• [Extract to read]
= Ekasarana Dharma =

Vaishnava Hindu sect

Ekasarana Dharma (lit. 'Shelter-in-One dharma') is a Vaishnavite sect propagated by Srimanta Sankardeva in the 15th–16th century in the Indian state of Assam. It reduced focus on Vedic ritualism and focuses on devotion (bhakti) to Krishna in the form of congregational listening (shravan) and singing his name and deeds (kirtan).

The simple and accessible sect attracted both Hindu and non-Hindu populations into its egalitarian fold. The neophytes continue to be inducted into the faith via an initiation ceremony called xoron-lowa (literally: take-shelter), usually conducted by Sattradhikars, heads of monastic institutions called Sattras, who generally draw apostolic lineage from Sankardev. Some Sattradhikars, especially those from the Brahma-sanghati, reject apostolic lineage from Sankardev due to an early schism with the order. Some modern reformation institutions conduct xoron-lowa outside the sattra institution. Institutions propagating Eka Sarana like sattra (monasteries) and village Namghar (prayer houses), had profound influence in the evolution of the social makeup of Assam. The artistic creations emanating from this movement led to engendering of new forms of literature, music (Borgeets or songs celestial), theatre (Ankia Naat) and dance (Sattriya dance).

The central religious text of this sect is Bhagavat of Sankardeva, which was rendered from the Sanskrit Bhagavata Purana by Srimanta Sankardeva and other early members of the Eka Sarana school. This book is supplemented by the two books of songs for congregational singing: Kirtan Ghoxa by Sankardeva and Naam Ghoxa by Madhabdev. These books are written in the Assamese language.

The sect is also called Mahapuruxiya because it is based on the worship of the Mahapurux or Mahapurush (Sanskrit: Maha: great and purusha: being), an epithet of the supreme spiritual personality in the Bhagavata and its adherents are often called Mahapuruxia, Sankari etc. In course of time, the epithet 'Mahapurux' came also to be secondarily applied to Sankardeva and Madhabdev, the principal preceptors. Non-adherence to the Hindu varna system and rejection of Vedic karma marked its character. Though often seen as a part of the wider, pan-Indian Bhakti movement, it does not worship Radha with Krishna, which is common in many other Vaishnava schools. It is characterised by the dasya form of worship. Historically, it has been against caste system, and especially against animal sacrifices common in other sects of Hinduism, especially Shaktism. Noted for its egalitarianism, it posed a serious challenge to Brahminical Hinduism, and converted into its fold people of all castes, ethnicities, and religions (including Islam).

• [Directives]
1) Answer these questions from the passage on Ekasarana Dharma:
(a) What is the initiation ceremony that brings newcomers into the faith called?
(b) Which two books of songs for congregational singing supplement the Bhagavat of Sankardeva?
(c) Whom does the sect not worship alongside Krishna?
2) According to the passage on Ekasarana Dharma, why is the sect also called Mahapuruxiya? Answer in one to three sentences.
3) Carry on the passage on Ekasarana Dharma from its last sentence.

• [Records shown]
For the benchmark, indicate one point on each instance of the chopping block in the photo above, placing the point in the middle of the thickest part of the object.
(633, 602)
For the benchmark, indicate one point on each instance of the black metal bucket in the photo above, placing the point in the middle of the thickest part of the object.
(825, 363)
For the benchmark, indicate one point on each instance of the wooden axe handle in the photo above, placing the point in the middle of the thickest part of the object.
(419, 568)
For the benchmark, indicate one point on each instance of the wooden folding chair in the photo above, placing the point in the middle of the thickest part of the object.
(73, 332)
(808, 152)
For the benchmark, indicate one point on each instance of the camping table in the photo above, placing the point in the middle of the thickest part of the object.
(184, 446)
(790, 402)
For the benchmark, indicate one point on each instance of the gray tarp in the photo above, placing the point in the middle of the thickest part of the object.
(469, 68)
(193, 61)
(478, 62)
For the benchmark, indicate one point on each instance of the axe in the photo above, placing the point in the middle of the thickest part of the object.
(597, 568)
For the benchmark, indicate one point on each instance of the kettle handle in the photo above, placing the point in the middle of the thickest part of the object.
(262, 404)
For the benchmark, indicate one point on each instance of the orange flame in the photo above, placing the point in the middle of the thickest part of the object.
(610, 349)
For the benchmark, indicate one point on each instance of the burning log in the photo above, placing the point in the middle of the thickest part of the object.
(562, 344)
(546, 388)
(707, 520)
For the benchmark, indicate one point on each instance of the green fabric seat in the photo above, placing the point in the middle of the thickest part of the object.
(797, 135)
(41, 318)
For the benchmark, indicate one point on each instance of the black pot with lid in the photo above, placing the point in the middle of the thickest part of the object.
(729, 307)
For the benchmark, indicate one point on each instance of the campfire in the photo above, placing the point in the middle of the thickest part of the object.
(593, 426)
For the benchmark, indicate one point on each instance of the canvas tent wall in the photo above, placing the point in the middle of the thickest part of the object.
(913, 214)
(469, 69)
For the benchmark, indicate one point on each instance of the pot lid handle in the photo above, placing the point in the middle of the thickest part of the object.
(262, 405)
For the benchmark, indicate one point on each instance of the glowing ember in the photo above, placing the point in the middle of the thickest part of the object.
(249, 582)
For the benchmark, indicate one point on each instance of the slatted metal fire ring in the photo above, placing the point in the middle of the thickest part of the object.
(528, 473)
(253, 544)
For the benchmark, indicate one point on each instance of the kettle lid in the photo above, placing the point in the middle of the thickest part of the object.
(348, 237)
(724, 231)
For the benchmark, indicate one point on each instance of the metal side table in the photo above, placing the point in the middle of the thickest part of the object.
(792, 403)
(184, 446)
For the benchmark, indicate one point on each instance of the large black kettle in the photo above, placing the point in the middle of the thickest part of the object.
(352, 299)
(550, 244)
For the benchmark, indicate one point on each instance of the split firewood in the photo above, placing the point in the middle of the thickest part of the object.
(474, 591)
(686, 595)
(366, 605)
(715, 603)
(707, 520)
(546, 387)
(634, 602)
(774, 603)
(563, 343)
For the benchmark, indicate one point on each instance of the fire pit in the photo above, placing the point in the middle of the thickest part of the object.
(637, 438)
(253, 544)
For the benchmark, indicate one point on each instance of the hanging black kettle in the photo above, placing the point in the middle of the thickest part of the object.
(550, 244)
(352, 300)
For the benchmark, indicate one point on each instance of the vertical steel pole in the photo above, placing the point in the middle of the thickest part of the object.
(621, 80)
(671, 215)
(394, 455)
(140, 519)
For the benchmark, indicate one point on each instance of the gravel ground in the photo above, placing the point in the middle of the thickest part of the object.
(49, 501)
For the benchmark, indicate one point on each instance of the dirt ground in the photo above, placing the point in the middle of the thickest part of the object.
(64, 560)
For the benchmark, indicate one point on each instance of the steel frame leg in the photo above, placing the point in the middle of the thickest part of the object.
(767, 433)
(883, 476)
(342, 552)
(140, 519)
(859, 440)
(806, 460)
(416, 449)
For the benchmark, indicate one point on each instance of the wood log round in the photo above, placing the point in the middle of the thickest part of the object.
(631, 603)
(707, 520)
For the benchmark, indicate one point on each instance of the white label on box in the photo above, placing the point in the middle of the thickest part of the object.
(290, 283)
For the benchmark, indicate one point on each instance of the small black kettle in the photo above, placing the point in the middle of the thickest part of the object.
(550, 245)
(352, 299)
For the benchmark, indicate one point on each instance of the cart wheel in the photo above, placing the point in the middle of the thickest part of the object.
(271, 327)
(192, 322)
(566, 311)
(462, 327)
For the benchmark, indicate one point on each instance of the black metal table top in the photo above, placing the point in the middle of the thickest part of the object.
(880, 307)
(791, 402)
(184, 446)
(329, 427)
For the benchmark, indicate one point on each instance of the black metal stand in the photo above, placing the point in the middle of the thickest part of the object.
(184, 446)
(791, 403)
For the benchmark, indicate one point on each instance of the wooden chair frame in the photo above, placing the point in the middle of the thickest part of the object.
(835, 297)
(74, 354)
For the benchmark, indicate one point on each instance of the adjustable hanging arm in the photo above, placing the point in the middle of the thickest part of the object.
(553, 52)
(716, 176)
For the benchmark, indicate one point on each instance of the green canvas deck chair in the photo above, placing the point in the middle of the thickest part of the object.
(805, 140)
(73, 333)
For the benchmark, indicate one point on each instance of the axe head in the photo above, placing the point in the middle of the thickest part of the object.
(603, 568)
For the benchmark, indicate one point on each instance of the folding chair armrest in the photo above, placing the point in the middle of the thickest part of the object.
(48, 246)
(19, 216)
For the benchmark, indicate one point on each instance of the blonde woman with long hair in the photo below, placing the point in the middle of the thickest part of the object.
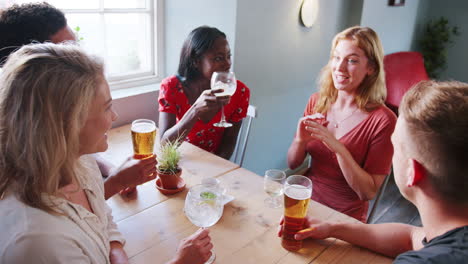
(55, 110)
(346, 127)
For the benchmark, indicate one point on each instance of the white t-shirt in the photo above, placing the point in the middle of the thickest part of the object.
(29, 235)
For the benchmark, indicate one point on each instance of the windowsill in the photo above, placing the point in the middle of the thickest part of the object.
(128, 92)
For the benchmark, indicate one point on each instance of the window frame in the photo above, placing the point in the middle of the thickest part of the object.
(156, 72)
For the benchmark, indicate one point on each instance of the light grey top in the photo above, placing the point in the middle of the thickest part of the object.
(29, 235)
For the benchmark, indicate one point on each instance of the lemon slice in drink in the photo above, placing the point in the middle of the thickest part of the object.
(208, 198)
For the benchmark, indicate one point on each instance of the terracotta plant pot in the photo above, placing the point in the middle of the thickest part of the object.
(170, 181)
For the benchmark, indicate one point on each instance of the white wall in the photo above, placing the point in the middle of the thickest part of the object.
(279, 60)
(395, 25)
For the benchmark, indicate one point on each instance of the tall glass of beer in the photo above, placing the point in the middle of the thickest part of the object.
(143, 135)
(297, 193)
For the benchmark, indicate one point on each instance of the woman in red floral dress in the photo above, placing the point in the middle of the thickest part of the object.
(187, 106)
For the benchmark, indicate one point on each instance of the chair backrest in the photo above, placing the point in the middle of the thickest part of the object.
(402, 71)
(243, 137)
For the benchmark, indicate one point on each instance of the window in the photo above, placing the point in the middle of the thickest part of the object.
(123, 32)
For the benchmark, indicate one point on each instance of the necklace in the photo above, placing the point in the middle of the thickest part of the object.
(335, 124)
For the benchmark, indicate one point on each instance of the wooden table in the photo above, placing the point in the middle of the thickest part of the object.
(154, 224)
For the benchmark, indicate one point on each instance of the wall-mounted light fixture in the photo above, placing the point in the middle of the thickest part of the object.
(309, 12)
(396, 2)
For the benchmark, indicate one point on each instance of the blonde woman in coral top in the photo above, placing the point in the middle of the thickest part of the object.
(346, 127)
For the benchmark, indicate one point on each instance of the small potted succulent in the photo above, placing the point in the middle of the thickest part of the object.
(168, 165)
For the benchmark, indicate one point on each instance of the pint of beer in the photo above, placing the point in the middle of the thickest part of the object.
(143, 135)
(297, 193)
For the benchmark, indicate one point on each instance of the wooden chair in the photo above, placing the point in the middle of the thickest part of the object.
(243, 137)
(402, 71)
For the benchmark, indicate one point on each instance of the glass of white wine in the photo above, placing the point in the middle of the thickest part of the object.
(226, 81)
(273, 186)
(204, 207)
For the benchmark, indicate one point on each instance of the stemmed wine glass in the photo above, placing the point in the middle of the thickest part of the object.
(204, 207)
(273, 186)
(227, 82)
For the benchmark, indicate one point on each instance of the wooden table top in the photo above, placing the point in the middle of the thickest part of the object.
(153, 224)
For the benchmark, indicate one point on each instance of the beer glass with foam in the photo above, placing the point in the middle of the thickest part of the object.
(143, 136)
(297, 193)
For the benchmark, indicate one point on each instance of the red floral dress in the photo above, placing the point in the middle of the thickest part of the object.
(172, 99)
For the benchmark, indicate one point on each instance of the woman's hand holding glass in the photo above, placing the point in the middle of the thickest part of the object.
(228, 83)
(320, 132)
(204, 207)
(208, 104)
(195, 249)
(306, 125)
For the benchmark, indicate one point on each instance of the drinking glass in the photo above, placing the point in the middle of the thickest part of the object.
(273, 186)
(204, 207)
(227, 82)
(143, 135)
(297, 193)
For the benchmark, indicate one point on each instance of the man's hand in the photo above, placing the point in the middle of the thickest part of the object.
(313, 228)
(195, 249)
(117, 253)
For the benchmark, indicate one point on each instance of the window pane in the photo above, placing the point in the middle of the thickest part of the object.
(127, 43)
(81, 4)
(91, 32)
(122, 40)
(125, 3)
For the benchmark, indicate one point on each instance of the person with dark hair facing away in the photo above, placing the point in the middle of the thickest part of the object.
(41, 22)
(23, 24)
(55, 111)
(430, 167)
(188, 108)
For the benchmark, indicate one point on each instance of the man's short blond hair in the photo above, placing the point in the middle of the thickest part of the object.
(437, 118)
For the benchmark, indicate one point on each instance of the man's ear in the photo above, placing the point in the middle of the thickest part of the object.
(418, 173)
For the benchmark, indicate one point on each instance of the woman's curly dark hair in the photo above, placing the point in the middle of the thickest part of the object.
(26, 23)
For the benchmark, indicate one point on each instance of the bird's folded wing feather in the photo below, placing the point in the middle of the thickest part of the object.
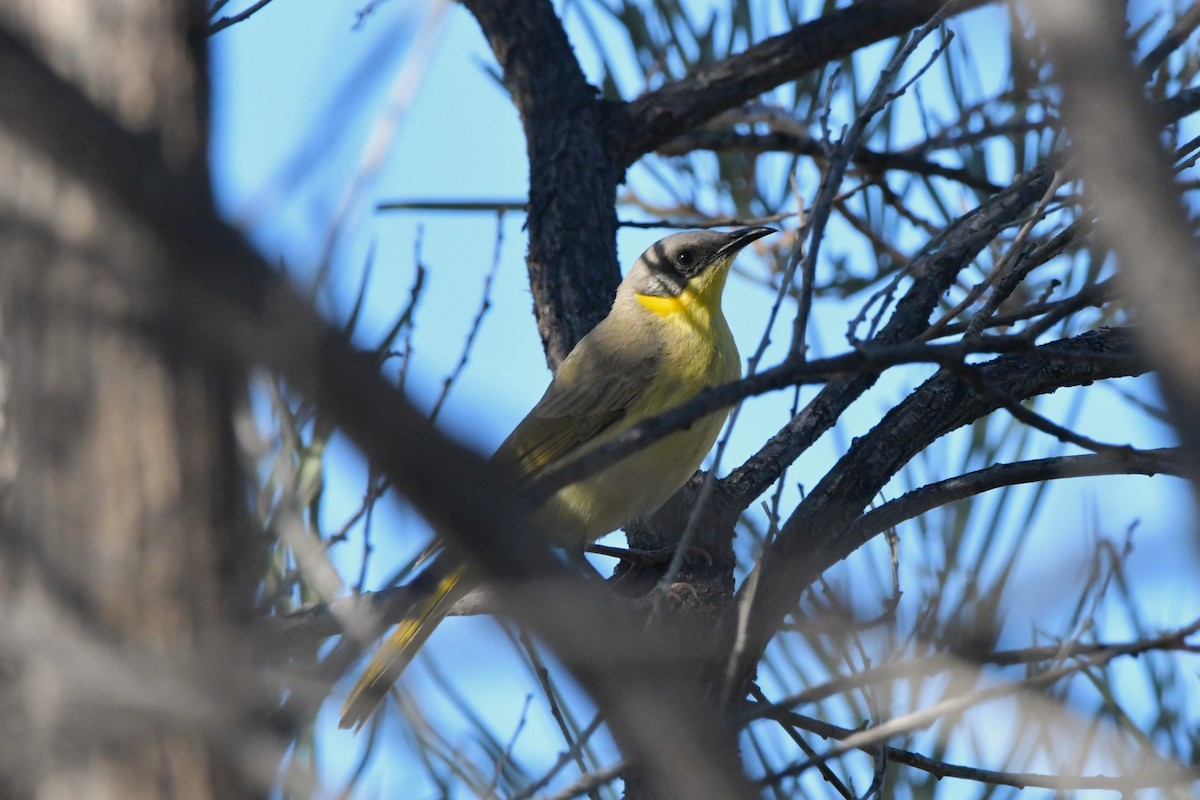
(587, 397)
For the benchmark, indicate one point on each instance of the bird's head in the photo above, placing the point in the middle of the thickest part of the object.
(689, 266)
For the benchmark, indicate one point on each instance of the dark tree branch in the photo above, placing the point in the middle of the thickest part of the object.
(219, 25)
(927, 498)
(817, 534)
(1150, 779)
(935, 269)
(659, 116)
(874, 162)
(1131, 181)
(573, 169)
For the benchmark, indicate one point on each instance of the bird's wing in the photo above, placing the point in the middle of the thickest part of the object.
(592, 392)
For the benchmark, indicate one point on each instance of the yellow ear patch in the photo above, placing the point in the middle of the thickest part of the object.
(666, 306)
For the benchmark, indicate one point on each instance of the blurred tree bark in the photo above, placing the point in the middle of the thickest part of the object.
(120, 480)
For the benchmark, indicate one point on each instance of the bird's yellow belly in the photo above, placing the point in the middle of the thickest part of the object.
(640, 483)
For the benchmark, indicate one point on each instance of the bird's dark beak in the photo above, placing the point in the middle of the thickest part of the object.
(739, 239)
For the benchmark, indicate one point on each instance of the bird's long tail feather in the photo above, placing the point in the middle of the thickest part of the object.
(443, 589)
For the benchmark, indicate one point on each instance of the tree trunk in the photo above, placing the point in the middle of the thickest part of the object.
(121, 505)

• [Outputs in order]
1)
(a) The ceremony is called xoron-lowa (literally: take-shelter).
(b) They are Kirtan Ghoxa by Sankardeva and Naam Ghoxa by Madhabdev.
(c) It does not worship Radha with Krishna.

2) The sect is called Mahapuruxiya because it is based on the worship of the Mahapurux, or Mahapurush, meaning "great being." This is an epithet of the supreme spiritual personality in the Bhagavata.

3)
==Worshipful God and salvation==
The preceptors as well as later leaders of the Ekasarana religion focused mainly on the religious practice of bhakti and kept away from systematically expounding philosophical positions. Nevertheless, references found scattered in the voluminous works of Sankardeva and Madhavdeva indicate that their theosophical positions are rooted in the Bhagavata Purana with a strong Advaita influence via its commentary Bhavartha-dipika by Sridhar Swami. Nevertheless, Sankardeva's interpretation of these texts were seen at once to be "original and new". Scholars hold that these texts are not followed in-toto and deviations are often seen in the writings especially when the original philosophical contents came into conflict with the primary focus of bhakti as enunciated in the Ekasarana-dharma.

===Nature of God===
Though Ekasarana acknowledges the impersonal (nirguna) god, it identifies the personal (saguna) one as worshipful which it identifies in the Bhagavad-Puranic Narayana. The sole aspect that distinguishes the personal from the impersonal one is the act of creation, by which Narayana created everything. Unlike in Gaudiya Vaishnavism it claims no distinction between Brahman, Paramatman and Bhagavat, which are considered in Ekasarana as just different appellations applied to the same supreme reality.

Even though Narayana is sometimes used synonymously with Vishnu, the gods Vishnu, Brahma and Shiva are considered of lower divinity.

Narayana as the personal and worshipful god is considered to be a loving and lovable god, who possesses auspicious attributes that attract devotees. He is non-dual, omnipotent and omniscient; creator, sustainer, and destroyer of all. He also possesses moral qualities like karunamaya (compassionate), dinabandhu (friend of the lowly), bhakta-vatsala (beloved of devotees) and patit-pavana (redeemer of sinners) that make him attractive to devotees. Though it does not deny the existence of other gods, it asserts that Narayana alone is worshipful and the others are strictly excluded.

====Krishna====
Following the Bhagavata Purana, the object of devotion in Ekasarana is Krishna, who is the supreme entity himself. All other deities are subservient to Him. Brahman, Vishnu and Krishna are fundamentally one. Krishna is alone the supreme worshipful in the system. Sankaradeva's Krishna is Nārāyana, the Supreme Reality or Parama Brahma and not merely an avatara of Visnu. Krishna is God Himself. It considers Narayana (Krishna) as both the cause as well as the effect of this creation, and asserts Narayana alone is the sole reality. From the philosophical angle, He is the Supreme Spirit (Param-Brahma). As the controller of the senses, the Yogis call him Paramatma. When connected with this world, He assumes the name of Bhagavanta. Moreover, some of the characteristics usually reserved for the impersonal God in other philosophies are attributed to Narayana with reinterpretations.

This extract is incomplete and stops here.